§ PAGE EXCERPT
═══
From the Land and Freedom: An International Record of Single Tax Progress, Vol. 3, 1904.
A distinguished figure in Illinois public life during the late 19th and early 20th centuries, the mysterious Western Starr was one of those obscure political figures who remained without a face to place with his name for over a decade-- that was until the discovery of the above portrait! A candidate for the Illinois state senate as well as for the U.S. House of Representatives, the distinct lack of information regarding Mr. Starr's life and public exploits kept me from compiling a biography for him here for the past three years, and if it hadn't been for the discovery of a biographical passage in Vol. 3 of the Land and Freedom Single Tax Review the following write-up would not have been possible.
However obscure he may be, the number of newspapers and period literature that give passing mention to Mr. Starr proves that in his day he was a remarkable figure. Active as a farmer, attorney, public speaker, writer, politician, and civil service reformer, Starr's humorous name will certainly give people a case of the giggles in this day in age, and it's quite interesting to note that many of his contemporaries also found it odd, with sources referring to the name as "harmonious", "luminous and heavenly" and even "unlikely but colorfully appropriate", frequently making references to celestial subjects like the stars and the solar system.
The life of this intriguingly named man began in the then-burgeoning city of Davenport, Iowa, where he was born on September 14, 1854, one of three children born to James Comfort Starr (1824-1895) and the former Cynthia McKoon (1832-1899). The Starr family removed from Davenport around 1859 and settled in Rock Island, Illinois, where young Western would first attend school. He went to high school in the city and during adolescence took on a position as a farmhand, and in the late 1870s worked construction on a bridge, later traveling to Colorado to stake a claim in mining.
Returning home in 1877, Starr used personal funds to put himself through school, enrolling at the Oberlin College in that year. After studying here for a time he attended Cornell University in Ithaca, New York, and graduated in the class of 1880. He continued his studies at Columbia University, being a classmate of future President Theodore Roosevelt, and earned his law degree from this institution in 1882.
After being admitted to practice Starr moved to Chicago, where for a year he practiced law, and in 1883 he relocated to Dickinson, North Dakota to continue his practice. During his residency, he was appointed as a territorial assessor and magistrate. While residing in North Dakota Starr re-encountered his old Columbia classmate Roosevelt, who, while ranching in the Bad Lands, had captured three horse thieves and, with the help of two companions, brought the outlaws to Dickinson to be arraigned, where, by coincidence, Starr was serving as a justice of the peace!
═══
§ RAW RECORDS
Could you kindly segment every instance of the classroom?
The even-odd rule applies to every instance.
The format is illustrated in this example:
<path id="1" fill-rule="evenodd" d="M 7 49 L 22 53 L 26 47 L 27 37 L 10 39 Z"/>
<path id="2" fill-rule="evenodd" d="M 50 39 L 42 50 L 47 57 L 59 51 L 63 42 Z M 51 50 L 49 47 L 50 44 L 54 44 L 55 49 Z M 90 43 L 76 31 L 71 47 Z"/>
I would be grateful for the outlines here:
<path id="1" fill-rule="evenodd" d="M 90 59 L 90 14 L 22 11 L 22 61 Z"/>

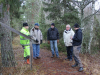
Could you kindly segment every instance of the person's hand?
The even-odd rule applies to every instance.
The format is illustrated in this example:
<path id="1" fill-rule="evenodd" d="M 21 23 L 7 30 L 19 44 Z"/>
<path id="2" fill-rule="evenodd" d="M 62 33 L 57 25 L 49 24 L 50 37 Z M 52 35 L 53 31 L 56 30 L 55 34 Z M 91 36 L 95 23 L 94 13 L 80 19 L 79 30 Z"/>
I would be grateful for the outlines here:
<path id="1" fill-rule="evenodd" d="M 48 44 L 50 44 L 50 41 L 48 41 Z"/>
<path id="2" fill-rule="evenodd" d="M 36 43 L 38 43 L 38 42 L 39 42 L 37 39 L 36 39 L 35 41 L 36 41 Z"/>
<path id="3" fill-rule="evenodd" d="M 57 40 L 57 43 L 59 43 L 59 40 Z"/>
<path id="4" fill-rule="evenodd" d="M 42 40 L 40 41 L 40 44 L 42 44 Z"/>

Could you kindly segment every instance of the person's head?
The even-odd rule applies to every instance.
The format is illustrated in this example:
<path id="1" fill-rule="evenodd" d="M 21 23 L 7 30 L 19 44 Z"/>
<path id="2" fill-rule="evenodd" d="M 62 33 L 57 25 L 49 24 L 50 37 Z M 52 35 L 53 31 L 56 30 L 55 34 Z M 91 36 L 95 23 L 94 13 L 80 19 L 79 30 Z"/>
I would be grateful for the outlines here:
<path id="1" fill-rule="evenodd" d="M 25 29 L 28 29 L 28 28 L 29 28 L 28 23 L 23 23 L 23 27 L 24 27 Z"/>
<path id="2" fill-rule="evenodd" d="M 68 31 L 68 30 L 70 30 L 70 25 L 68 24 L 68 25 L 66 25 L 66 30 Z"/>
<path id="3" fill-rule="evenodd" d="M 52 23 L 52 24 L 51 24 L 51 28 L 54 28 L 54 27 L 55 27 L 55 24 L 54 24 L 54 23 Z"/>
<path id="4" fill-rule="evenodd" d="M 79 25 L 78 25 L 77 23 L 74 24 L 74 29 L 75 29 L 75 30 L 79 29 Z"/>
<path id="5" fill-rule="evenodd" d="M 35 23 L 35 28 L 39 28 L 39 24 L 38 23 Z"/>

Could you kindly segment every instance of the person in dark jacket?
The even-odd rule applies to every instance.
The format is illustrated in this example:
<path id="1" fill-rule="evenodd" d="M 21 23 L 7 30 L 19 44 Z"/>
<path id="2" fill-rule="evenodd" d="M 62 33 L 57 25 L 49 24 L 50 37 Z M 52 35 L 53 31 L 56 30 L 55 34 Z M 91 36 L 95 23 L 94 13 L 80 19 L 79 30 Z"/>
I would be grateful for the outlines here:
<path id="1" fill-rule="evenodd" d="M 51 51 L 52 51 L 51 58 L 55 56 L 55 52 L 56 52 L 56 57 L 59 58 L 59 52 L 57 47 L 57 43 L 59 42 L 59 32 L 58 29 L 55 28 L 54 23 L 51 24 L 51 28 L 49 28 L 47 31 L 47 40 L 48 44 L 50 44 L 51 46 Z M 55 47 L 55 52 L 54 52 L 54 47 Z"/>
<path id="2" fill-rule="evenodd" d="M 79 57 L 80 49 L 81 49 L 81 43 L 82 43 L 82 30 L 79 28 L 79 25 L 76 23 L 74 25 L 75 29 L 75 35 L 72 38 L 73 40 L 73 57 L 75 60 L 75 64 L 72 65 L 72 67 L 76 67 L 79 65 L 79 71 L 83 71 L 83 65 L 81 62 L 81 59 Z"/>

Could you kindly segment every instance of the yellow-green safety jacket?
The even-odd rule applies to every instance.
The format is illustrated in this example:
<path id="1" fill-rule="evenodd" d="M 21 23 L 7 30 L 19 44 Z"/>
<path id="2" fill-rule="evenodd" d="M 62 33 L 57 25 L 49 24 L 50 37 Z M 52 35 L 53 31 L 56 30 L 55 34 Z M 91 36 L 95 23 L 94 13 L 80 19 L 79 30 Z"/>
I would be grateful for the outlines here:
<path id="1" fill-rule="evenodd" d="M 29 31 L 27 29 L 25 29 L 24 27 L 21 29 L 20 32 L 27 35 L 27 36 L 30 35 Z M 20 44 L 23 45 L 23 46 L 29 46 L 30 40 L 23 37 L 23 36 L 20 36 Z"/>

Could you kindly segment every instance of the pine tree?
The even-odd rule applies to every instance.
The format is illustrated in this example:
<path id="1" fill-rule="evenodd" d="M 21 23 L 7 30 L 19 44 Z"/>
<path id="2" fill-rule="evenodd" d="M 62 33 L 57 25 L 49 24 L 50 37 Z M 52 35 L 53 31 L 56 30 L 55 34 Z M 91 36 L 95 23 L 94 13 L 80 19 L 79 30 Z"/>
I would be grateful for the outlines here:
<path id="1" fill-rule="evenodd" d="M 1 0 L 2 12 L 0 13 L 2 16 L 1 22 L 5 23 L 6 25 L 10 26 L 10 17 L 11 15 L 16 16 L 16 12 L 18 13 L 18 9 L 20 7 L 19 0 Z M 17 15 L 18 17 L 18 15 Z M 12 49 L 12 37 L 11 32 L 2 27 L 1 30 L 1 57 L 2 57 L 2 65 L 4 67 L 15 66 L 14 61 L 14 53 Z"/>
<path id="2" fill-rule="evenodd" d="M 51 0 L 51 3 L 43 2 L 44 11 L 49 12 L 47 19 L 60 22 L 60 24 L 80 23 L 78 10 L 70 0 Z"/>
═══
§ AIM 1
From the Western Starr biography, name every college or university that Starr attended.
§ AIM 2
According to the Western Starr biography, when did Starr earn his law degree, and from which school?

§ EXERCISE RESPONSE 1
Oberlin College, Cornell University, Columbia University

§ EXERCISE RESPONSE 2
In 1882, from Columbia University.